Go through the data and copy each line that holds "brown".

Dataset entries:
-- Opening Marker --

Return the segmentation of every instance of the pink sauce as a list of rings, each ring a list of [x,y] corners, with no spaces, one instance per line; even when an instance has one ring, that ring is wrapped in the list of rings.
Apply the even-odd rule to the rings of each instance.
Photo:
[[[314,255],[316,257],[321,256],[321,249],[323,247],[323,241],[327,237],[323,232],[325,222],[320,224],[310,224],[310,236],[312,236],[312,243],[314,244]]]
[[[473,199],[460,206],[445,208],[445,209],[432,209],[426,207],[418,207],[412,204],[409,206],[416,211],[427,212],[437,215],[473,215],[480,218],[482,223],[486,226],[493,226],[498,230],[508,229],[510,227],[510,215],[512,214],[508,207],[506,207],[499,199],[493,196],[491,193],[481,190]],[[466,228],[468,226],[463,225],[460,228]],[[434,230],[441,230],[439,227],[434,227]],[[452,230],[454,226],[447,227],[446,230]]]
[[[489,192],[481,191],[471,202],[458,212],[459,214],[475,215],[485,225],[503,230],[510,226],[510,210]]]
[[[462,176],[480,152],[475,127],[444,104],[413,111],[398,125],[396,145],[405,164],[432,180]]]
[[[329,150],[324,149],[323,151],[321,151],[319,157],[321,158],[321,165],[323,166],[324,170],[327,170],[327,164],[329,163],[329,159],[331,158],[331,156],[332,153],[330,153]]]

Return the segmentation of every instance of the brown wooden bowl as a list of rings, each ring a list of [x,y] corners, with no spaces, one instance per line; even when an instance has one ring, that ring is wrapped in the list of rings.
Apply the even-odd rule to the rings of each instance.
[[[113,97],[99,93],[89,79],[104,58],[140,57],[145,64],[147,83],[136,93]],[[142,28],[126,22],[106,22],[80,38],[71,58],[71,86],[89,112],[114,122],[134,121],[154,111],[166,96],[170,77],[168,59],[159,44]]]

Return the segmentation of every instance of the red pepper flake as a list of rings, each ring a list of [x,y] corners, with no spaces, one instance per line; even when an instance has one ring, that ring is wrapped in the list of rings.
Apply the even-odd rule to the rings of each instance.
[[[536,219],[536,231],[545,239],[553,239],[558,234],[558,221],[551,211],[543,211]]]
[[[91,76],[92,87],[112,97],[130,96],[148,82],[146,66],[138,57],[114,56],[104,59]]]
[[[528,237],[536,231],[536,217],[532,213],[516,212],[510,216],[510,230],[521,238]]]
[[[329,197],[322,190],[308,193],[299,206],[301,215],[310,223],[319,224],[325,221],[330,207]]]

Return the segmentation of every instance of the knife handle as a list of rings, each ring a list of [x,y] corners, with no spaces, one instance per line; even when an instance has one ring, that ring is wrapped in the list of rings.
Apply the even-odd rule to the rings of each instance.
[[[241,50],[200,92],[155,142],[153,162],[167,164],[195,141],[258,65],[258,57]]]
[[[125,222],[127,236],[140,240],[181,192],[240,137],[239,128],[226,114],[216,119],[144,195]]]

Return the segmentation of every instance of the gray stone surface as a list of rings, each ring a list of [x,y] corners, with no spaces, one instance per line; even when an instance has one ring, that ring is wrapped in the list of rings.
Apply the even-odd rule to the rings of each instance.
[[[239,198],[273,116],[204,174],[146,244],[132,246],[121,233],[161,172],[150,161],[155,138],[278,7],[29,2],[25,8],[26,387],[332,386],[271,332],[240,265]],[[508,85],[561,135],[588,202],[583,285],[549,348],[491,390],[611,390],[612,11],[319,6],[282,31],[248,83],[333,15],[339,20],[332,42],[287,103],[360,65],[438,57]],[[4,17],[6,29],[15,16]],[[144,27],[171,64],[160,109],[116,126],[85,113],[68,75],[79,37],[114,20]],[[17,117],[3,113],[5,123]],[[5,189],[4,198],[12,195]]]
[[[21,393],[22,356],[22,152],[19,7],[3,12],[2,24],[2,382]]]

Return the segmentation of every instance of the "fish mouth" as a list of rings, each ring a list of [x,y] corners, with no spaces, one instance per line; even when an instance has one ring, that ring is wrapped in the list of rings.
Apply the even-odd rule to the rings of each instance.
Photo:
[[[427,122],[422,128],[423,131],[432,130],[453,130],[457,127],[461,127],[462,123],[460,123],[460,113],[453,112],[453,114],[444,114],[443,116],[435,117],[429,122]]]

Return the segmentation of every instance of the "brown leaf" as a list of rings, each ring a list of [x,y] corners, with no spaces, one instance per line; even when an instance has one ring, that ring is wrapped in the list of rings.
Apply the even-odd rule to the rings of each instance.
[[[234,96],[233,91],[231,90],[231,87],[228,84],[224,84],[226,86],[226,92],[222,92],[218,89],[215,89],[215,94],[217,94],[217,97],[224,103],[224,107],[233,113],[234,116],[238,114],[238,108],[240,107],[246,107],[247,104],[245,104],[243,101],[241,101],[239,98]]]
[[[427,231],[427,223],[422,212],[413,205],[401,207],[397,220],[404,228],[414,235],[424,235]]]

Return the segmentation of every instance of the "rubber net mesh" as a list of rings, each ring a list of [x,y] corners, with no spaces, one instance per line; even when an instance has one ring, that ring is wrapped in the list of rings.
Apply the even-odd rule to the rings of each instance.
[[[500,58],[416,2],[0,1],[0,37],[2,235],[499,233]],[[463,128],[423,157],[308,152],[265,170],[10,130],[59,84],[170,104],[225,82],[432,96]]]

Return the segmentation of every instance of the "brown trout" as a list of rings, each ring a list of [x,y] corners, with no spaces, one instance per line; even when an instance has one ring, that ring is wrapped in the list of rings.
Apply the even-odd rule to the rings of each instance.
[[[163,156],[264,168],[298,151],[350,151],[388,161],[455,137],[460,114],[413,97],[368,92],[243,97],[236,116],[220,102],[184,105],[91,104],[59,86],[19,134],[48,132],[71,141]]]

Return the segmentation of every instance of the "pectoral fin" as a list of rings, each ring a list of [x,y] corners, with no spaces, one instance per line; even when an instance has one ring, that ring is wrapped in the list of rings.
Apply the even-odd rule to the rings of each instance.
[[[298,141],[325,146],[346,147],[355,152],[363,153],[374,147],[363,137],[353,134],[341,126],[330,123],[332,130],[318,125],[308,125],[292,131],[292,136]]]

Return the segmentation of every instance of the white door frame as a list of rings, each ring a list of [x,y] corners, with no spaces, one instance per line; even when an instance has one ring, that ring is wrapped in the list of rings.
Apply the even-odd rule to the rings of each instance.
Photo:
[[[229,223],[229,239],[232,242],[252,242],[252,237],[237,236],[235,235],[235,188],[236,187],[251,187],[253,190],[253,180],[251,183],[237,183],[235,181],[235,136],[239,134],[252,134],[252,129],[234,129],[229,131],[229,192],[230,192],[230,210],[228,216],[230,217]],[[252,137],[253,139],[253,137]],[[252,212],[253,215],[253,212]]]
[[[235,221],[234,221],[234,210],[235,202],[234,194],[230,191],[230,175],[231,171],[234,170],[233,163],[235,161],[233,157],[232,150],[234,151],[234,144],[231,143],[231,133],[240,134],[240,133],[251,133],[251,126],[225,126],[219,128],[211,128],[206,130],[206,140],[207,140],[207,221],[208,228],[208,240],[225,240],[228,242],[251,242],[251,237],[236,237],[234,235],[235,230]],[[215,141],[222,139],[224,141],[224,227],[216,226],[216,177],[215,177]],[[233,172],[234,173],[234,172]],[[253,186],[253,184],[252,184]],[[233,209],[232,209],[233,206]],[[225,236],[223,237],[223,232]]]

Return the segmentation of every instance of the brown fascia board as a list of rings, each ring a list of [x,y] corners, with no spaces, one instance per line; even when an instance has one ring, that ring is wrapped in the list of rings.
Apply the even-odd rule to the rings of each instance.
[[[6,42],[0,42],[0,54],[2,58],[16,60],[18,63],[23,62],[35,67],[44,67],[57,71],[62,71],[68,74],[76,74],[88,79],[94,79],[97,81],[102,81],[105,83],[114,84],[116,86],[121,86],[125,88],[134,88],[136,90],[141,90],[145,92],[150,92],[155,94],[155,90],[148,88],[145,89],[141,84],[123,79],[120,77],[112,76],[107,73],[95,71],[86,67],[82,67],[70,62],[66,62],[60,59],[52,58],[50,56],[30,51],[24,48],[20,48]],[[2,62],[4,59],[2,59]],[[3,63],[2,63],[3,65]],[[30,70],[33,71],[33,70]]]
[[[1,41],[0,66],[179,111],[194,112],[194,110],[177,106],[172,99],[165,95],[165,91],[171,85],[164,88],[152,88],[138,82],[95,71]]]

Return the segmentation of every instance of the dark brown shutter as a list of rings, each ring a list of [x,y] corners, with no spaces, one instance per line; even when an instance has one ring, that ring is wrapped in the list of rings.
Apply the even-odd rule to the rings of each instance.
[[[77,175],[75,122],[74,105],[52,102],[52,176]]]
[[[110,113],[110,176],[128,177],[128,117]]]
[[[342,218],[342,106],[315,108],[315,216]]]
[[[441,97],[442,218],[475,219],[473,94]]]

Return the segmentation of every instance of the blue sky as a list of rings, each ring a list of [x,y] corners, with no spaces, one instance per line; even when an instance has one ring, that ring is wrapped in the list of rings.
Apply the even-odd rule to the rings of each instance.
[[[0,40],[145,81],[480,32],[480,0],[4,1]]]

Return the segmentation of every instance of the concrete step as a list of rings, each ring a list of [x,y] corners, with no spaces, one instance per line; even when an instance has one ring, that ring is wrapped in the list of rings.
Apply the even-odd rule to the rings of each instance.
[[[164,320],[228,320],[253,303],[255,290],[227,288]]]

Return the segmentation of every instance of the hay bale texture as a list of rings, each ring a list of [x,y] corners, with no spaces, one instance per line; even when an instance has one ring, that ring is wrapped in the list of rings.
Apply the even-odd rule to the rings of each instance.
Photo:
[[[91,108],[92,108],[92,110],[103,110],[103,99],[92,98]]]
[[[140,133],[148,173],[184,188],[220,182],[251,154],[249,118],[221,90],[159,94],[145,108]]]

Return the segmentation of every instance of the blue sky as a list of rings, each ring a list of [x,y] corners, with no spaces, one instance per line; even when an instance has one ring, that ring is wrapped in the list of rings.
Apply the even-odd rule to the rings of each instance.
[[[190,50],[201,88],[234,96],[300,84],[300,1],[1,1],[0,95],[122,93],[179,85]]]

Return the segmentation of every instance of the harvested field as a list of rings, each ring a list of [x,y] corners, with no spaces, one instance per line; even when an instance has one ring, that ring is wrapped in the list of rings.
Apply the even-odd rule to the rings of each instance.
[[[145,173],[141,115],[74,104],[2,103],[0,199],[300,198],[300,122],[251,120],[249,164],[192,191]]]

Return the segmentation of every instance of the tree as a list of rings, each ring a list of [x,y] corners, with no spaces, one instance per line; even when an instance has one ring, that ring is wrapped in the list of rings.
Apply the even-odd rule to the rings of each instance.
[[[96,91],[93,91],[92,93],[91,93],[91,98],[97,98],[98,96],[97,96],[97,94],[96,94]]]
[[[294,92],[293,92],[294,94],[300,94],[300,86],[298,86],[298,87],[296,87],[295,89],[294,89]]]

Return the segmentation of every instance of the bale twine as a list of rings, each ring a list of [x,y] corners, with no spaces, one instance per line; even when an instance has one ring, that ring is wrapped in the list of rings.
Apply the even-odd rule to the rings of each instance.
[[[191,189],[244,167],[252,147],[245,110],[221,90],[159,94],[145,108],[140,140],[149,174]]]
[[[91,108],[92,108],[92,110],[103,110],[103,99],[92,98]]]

-- Closing Marker --

Result of this exercise:
Return the segmentation of every instance of the brown wooden bowl as a list of rings, each ring a list of [x,y] corners, with no spaces, one instance per line; even when an instance has one ring, that ring is wrapped in the list of rings.
Return the segmentation of every instance of the "brown leaf" as a list of rings, each ring a list of [x,y] corners, with no spaces, one instance per line; even when an instance has one ring, that ring is wrapped in the list of rings.
Return the segmentation of every instance of the "brown trout" as a list of rings, each ring a list of [x,y] corners, with no spaces, one instance per line; even when an instance has one ring, that ring is wrapped in the list of rings.
Return the segmentation of every instance of the brown fascia board as a list of rings, each ring a list of [x,y] corners, with no spaces, one instance per line; even when an instance has one ring, that ring is wrapped in the list of rings.
Return the segmentation of every instance of the dark brown shutter as a list of rings, each ring a list of [x,y] corners, with no spaces, one instance per line; even when an instance has one ring, that ring is wrapped in the list of rings.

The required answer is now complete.